What the task asks: Look through the listing below for the string "orange". Show each line where it occurs.

Data under study:

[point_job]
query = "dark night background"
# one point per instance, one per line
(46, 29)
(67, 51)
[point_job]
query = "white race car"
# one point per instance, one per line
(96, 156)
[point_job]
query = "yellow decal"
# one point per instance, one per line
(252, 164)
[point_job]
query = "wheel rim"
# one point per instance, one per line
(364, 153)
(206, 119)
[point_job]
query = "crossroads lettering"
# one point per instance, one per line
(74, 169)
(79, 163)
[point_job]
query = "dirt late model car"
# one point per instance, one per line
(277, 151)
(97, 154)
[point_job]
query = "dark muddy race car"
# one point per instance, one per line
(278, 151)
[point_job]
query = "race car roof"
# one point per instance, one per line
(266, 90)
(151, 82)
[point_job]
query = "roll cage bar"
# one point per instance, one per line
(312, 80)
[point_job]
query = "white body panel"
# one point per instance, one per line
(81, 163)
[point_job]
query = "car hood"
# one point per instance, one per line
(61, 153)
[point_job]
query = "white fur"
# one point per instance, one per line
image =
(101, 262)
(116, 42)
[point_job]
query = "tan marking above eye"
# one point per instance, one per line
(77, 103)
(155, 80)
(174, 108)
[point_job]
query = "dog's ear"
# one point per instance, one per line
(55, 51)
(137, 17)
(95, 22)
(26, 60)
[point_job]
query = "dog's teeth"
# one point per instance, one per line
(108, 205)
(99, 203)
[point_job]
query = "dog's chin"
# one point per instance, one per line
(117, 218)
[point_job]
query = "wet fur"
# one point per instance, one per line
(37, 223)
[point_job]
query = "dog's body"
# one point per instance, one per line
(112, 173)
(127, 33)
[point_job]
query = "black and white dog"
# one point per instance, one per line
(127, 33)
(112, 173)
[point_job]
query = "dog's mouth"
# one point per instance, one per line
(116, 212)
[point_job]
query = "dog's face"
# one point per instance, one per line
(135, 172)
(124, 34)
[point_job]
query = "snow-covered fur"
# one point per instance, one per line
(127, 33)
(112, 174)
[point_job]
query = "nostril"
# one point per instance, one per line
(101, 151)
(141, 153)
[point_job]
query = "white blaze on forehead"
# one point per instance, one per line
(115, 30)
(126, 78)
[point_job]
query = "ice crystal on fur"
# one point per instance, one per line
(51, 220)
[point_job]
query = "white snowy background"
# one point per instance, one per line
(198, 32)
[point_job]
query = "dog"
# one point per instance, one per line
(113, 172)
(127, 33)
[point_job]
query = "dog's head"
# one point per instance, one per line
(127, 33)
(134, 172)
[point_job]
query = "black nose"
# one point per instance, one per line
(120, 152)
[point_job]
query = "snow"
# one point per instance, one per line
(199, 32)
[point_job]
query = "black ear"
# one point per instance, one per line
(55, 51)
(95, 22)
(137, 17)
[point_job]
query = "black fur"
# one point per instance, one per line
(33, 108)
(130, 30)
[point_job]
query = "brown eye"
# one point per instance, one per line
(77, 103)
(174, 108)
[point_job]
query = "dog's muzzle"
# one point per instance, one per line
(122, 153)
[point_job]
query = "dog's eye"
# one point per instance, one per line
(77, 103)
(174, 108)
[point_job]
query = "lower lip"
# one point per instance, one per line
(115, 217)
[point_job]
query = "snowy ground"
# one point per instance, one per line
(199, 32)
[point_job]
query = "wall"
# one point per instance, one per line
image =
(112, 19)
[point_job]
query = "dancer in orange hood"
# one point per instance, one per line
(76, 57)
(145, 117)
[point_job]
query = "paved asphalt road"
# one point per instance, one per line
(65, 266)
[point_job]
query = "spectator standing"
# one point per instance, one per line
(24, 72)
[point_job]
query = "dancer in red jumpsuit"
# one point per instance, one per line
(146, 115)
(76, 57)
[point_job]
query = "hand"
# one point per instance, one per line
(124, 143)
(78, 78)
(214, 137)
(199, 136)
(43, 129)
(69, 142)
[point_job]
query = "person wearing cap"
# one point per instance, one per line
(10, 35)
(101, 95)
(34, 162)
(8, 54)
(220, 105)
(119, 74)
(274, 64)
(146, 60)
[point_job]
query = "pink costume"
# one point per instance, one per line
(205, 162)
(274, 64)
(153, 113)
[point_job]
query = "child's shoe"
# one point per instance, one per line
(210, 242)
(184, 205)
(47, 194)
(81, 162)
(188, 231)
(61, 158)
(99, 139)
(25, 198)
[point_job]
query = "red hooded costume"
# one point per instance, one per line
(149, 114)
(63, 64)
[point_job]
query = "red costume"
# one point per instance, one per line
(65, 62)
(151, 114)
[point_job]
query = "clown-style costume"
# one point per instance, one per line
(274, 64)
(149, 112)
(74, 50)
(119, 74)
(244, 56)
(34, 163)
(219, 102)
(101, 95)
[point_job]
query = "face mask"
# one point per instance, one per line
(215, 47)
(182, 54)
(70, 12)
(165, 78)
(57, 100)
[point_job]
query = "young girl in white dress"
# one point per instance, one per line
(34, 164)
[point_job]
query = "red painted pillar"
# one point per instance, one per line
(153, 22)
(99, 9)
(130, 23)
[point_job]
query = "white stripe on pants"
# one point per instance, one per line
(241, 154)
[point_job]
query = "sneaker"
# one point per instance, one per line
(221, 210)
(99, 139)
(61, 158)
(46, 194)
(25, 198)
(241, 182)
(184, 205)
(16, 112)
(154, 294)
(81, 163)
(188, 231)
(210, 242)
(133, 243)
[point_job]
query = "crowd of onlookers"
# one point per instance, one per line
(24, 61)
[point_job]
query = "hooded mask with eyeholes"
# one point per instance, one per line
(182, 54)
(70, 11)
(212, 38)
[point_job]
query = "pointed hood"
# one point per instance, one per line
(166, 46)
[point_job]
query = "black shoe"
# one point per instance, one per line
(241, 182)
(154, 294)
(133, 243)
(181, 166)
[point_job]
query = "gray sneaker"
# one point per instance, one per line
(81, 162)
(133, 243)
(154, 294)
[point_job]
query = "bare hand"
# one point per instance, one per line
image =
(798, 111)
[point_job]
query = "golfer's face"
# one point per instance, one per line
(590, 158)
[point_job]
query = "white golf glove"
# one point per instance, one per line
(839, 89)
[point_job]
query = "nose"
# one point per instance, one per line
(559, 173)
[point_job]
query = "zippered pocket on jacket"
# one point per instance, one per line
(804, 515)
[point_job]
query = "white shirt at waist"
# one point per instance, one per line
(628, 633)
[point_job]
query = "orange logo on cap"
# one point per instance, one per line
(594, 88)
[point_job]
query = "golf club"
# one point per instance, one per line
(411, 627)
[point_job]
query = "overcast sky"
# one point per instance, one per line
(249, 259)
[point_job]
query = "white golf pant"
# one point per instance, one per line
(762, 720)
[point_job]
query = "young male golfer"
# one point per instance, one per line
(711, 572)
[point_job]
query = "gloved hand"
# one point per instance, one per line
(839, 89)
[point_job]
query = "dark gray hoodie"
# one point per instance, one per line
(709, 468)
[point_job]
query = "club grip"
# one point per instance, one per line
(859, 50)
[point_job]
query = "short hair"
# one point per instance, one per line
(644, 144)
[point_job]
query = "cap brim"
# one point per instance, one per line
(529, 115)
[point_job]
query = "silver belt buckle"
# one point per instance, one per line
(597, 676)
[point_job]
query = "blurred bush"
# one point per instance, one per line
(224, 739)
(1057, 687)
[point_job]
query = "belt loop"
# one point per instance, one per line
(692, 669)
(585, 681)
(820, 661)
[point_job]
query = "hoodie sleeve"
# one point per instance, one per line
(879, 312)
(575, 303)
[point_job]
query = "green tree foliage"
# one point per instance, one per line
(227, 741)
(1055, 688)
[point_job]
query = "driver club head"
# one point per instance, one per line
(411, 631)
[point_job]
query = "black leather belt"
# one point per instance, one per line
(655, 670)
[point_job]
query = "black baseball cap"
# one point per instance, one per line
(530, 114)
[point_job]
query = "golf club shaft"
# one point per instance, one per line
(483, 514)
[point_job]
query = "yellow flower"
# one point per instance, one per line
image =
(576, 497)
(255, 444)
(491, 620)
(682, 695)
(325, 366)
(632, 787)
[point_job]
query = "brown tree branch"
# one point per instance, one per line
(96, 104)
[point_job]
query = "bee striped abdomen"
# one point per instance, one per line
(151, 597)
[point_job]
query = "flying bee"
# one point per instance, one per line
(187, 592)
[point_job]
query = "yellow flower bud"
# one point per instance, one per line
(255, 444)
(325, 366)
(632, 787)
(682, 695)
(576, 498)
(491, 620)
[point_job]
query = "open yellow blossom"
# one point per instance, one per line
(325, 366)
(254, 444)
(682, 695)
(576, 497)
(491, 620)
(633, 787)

Result:
query = "dancer in orange hood"
query = "orange logo on cap"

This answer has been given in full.